WHAT IS ASKED: Only the run of lines from the one containing "Expected: one dot placed on each instance of the turn" through the last line should be returned, exactly as written.

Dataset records
☆ ☆ ☆ ☆

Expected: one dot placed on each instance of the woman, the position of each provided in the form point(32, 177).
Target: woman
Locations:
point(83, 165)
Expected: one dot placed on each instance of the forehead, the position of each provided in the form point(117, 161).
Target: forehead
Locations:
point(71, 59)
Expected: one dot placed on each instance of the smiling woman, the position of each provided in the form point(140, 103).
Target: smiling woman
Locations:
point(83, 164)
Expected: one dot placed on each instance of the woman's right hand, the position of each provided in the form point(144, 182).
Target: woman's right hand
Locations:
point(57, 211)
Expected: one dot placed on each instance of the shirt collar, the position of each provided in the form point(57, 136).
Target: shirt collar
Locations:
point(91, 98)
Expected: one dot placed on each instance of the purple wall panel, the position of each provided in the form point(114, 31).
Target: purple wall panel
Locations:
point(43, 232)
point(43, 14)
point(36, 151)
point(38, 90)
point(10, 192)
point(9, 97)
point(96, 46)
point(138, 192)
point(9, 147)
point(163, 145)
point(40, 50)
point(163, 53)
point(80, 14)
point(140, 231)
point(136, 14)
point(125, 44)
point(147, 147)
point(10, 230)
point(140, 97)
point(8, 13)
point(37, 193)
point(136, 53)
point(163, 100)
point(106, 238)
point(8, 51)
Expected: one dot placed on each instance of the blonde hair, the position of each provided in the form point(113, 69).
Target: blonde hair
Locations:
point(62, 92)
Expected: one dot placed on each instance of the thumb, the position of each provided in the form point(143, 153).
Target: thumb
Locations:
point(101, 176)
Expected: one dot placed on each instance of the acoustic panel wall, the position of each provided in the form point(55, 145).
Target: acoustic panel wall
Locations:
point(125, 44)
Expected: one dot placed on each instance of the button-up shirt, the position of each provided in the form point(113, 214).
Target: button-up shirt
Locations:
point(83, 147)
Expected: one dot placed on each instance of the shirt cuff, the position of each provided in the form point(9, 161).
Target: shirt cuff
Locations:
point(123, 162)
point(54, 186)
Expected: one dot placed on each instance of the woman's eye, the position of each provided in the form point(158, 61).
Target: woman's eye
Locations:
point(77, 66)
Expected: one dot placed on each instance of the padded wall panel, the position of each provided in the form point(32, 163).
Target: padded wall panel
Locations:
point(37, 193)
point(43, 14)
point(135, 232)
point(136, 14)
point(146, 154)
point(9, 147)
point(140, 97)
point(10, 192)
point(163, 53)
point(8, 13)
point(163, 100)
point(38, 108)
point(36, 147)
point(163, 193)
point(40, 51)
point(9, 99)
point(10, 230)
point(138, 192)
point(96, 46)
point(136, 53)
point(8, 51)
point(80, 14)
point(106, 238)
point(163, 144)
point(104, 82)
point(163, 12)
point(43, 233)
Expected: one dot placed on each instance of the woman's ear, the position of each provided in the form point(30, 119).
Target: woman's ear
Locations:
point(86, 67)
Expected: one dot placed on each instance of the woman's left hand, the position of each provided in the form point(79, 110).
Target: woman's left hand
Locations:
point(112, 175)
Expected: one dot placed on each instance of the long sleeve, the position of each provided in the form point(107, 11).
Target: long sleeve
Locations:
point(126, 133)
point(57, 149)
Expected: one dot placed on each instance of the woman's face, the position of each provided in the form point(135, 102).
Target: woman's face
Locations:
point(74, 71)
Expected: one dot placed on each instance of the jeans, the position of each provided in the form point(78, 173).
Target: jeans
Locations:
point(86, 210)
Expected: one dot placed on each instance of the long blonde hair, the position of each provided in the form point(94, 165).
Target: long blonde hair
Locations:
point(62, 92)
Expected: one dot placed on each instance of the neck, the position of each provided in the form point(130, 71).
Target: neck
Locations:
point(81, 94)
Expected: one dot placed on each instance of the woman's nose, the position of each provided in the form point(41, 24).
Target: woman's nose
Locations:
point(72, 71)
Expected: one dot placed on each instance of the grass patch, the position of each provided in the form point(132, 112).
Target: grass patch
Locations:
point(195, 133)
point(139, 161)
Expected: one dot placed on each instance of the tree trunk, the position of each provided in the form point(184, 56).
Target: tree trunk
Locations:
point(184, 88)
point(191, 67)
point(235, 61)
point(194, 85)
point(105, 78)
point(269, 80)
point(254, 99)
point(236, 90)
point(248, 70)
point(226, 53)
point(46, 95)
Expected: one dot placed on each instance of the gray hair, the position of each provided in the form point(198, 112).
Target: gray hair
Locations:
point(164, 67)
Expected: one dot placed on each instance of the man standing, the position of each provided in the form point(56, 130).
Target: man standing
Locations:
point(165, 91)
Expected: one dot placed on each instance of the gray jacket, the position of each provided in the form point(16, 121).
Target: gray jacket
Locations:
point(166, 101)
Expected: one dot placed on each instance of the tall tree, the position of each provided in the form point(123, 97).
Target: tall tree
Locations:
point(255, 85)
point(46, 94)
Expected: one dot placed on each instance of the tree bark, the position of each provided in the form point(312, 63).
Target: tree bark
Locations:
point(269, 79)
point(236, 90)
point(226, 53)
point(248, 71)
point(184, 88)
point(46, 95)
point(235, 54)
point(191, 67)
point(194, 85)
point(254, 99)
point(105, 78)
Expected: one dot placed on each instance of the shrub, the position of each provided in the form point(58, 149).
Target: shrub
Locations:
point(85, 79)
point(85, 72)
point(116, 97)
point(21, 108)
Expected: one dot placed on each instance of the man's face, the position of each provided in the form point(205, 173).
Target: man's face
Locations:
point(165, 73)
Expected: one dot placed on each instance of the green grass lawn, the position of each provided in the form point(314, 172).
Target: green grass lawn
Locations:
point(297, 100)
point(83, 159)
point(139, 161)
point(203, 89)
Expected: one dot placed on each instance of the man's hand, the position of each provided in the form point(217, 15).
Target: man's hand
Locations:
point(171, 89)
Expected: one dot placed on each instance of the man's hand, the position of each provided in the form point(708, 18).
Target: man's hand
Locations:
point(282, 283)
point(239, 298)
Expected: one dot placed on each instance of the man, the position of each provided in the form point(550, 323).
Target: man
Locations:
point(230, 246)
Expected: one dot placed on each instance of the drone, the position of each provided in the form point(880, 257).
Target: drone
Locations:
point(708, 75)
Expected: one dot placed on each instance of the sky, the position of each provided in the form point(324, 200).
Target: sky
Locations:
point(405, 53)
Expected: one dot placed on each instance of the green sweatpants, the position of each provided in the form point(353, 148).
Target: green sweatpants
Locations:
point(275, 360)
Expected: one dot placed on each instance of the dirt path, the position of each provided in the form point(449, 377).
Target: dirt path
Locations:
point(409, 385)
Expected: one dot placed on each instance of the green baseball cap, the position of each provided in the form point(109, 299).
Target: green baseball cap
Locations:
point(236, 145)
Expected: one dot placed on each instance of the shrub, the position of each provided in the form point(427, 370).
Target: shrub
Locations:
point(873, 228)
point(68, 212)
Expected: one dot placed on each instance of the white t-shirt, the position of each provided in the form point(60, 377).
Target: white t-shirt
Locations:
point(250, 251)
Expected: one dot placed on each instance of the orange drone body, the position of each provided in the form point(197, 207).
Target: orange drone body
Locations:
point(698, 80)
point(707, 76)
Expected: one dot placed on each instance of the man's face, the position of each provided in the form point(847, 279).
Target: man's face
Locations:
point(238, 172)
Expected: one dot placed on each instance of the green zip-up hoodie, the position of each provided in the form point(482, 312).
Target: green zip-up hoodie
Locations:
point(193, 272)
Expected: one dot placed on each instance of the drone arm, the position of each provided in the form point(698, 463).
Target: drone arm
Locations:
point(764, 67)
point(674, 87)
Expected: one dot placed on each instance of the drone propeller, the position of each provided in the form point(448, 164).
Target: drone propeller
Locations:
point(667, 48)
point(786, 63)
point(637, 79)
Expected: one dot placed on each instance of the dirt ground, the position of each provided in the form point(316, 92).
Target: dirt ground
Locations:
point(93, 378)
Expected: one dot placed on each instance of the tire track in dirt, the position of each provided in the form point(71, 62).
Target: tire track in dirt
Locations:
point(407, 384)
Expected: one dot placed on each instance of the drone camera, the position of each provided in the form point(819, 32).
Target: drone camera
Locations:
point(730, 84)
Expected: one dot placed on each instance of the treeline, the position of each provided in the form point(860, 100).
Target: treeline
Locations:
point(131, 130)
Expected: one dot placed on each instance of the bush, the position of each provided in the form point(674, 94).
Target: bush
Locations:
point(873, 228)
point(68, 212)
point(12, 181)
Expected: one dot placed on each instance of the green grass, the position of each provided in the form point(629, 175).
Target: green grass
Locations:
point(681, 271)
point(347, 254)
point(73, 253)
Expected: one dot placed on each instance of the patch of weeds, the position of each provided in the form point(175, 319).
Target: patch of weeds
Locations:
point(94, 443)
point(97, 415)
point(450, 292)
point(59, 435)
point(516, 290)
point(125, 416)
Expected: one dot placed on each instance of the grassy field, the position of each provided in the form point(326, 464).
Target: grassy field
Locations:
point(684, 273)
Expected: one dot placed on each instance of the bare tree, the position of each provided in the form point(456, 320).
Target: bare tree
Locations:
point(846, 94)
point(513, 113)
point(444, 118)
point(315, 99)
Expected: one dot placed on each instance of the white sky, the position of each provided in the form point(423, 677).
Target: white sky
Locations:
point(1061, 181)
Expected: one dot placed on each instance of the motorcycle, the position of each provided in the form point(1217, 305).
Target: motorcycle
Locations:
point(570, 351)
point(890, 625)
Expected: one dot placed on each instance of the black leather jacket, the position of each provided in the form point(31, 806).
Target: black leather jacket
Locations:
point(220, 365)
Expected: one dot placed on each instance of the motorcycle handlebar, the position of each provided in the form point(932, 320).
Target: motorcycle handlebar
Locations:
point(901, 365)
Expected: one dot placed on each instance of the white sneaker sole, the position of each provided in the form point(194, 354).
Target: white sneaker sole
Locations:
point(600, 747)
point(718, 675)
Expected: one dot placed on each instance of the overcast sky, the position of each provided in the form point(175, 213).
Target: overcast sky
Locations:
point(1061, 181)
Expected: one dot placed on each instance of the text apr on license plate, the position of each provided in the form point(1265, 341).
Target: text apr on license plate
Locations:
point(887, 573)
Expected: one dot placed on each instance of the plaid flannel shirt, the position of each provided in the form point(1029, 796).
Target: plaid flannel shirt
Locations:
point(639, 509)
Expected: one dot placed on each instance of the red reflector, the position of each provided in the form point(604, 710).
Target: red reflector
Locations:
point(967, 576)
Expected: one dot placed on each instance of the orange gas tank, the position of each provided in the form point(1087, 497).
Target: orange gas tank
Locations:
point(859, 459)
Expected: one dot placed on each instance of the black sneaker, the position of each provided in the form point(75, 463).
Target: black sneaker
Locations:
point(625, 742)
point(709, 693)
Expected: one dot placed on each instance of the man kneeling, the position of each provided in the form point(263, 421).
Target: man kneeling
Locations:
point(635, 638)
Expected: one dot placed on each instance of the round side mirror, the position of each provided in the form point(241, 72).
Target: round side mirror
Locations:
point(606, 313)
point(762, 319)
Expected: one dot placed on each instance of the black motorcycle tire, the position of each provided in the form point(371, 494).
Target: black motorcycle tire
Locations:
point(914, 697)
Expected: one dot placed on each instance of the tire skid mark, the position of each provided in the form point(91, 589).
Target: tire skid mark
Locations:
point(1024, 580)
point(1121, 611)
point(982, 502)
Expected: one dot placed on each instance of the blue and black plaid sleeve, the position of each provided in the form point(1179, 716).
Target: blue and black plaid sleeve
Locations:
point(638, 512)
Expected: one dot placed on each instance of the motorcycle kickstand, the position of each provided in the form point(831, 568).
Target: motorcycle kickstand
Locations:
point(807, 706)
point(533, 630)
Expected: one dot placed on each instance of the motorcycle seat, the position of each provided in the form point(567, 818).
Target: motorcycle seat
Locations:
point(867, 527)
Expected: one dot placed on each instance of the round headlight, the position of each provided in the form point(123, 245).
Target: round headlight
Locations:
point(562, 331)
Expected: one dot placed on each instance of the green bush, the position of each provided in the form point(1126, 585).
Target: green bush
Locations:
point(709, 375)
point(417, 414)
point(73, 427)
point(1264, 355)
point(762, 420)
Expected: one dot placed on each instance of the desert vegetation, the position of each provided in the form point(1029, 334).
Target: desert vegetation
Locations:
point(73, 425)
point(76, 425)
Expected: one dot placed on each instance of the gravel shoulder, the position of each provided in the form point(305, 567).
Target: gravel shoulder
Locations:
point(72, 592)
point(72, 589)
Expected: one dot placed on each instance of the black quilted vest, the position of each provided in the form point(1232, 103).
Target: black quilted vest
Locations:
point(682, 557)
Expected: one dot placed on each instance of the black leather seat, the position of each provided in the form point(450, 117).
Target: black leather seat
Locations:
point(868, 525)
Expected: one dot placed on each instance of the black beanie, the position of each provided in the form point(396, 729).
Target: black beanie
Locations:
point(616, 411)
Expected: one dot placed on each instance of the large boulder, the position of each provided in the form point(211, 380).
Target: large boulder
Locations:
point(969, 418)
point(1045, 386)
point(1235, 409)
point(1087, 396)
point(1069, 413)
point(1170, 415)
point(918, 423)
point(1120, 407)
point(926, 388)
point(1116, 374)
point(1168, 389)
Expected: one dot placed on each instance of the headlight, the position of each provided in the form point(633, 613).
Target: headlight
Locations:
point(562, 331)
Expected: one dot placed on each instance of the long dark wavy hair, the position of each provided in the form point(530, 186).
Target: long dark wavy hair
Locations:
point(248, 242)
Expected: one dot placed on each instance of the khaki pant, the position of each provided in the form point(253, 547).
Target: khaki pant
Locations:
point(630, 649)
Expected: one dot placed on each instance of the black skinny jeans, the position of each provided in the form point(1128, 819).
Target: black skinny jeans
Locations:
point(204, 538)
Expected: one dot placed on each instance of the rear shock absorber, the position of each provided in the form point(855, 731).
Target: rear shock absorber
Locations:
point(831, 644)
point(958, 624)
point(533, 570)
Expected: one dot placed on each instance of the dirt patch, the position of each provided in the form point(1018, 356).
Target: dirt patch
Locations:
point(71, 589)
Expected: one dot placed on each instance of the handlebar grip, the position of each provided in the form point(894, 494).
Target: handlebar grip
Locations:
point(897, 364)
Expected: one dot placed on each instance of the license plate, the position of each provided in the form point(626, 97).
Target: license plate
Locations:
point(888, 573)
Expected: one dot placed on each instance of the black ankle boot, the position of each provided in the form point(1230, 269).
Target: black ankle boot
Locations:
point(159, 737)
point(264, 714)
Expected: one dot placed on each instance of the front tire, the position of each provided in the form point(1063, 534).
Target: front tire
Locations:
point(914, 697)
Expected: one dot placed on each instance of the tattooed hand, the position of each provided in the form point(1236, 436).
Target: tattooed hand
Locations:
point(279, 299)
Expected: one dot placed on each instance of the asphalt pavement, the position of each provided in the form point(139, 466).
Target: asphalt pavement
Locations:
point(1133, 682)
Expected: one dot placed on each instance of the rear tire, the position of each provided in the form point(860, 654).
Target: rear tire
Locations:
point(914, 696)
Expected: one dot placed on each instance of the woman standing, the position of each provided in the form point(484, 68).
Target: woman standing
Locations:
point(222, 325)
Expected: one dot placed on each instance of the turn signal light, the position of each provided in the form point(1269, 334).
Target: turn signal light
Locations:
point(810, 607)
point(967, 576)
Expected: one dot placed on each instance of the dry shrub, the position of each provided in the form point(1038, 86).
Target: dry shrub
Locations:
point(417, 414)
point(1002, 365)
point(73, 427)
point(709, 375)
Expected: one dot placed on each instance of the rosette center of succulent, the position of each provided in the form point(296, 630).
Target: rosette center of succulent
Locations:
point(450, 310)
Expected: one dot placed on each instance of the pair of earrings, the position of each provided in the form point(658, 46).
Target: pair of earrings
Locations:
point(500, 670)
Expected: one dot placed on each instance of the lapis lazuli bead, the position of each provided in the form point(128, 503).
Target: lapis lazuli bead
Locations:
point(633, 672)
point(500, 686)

☆ ☆ ☆ ☆

RESPONSE TO THIS EXERCISE:
Expected: one dot placed on each instance of the turn signal light, the position of each provided in the form point(1269, 334).
Target: turn signal light
Locations:
point(810, 607)
point(967, 576)
Expected: one dot placed on each instance of the dry shrub, the position of each provided in the form point(1038, 86).
Target: dry shrub
Locations:
point(417, 414)
point(1002, 365)
point(73, 427)
point(709, 375)
Expected: one dot placed on each instance of the rosette center of succulent, the position of each provided in the form point(296, 630).
Target: rosette center of succulent
Locations:
point(450, 310)
Expected: one dot placed on each instance of the pair of earrings, the position of each provided in the form point(658, 46).
Target: pair of earrings
Locations:
point(500, 670)
Expected: one dot placed on each instance of the lapis lazuli bead, the position of each provided in the form point(128, 503).
Target: lapis lazuli bead
Locations:
point(633, 672)
point(500, 686)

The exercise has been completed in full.